JOB -> Reproduce every one of the lines below verbatim, but omit the picture from your output.

MATERIAL PROVIDED ->

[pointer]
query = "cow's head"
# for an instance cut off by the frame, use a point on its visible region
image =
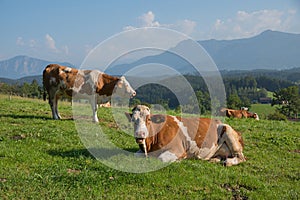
(123, 88)
(140, 116)
(255, 116)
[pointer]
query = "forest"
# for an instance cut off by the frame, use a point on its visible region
(242, 90)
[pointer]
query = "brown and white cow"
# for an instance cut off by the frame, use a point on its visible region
(238, 113)
(171, 138)
(93, 85)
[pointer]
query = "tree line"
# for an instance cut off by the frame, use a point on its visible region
(240, 92)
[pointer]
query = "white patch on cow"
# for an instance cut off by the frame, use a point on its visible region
(193, 149)
(52, 80)
(167, 156)
(68, 69)
(103, 99)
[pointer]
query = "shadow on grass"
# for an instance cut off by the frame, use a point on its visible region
(14, 116)
(94, 153)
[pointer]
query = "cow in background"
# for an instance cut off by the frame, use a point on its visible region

EXERCISE SOLUTION ->
[pointer]
query = "cow's head"
# for an instance cut off by the frame, use a point on its visible region
image =
(123, 88)
(140, 116)
(255, 116)
[pointer]
query = "forest"
# for an instance cut off by the frame, use a point on its visible region
(242, 90)
[pointer]
query = "brown and white cow"
# for an instance cut off by the frame, use a point on its visible region
(238, 113)
(171, 138)
(93, 85)
[pointer]
query = "tree line"
# for an instance cut off by the frame, use a point on its visible region
(240, 92)
[pointer]
query = "white patch on cow"
# for an instance cut off by the frame, use a point on its visible region
(193, 149)
(52, 80)
(167, 156)
(68, 69)
(103, 99)
[pointer]
query = "shadow on grass"
# for an instance cut off by the frame, use a point on its visible region
(14, 116)
(94, 153)
[pointer]
query = "cow in background"
# for an instance cut off by the frame, use a point on its visible region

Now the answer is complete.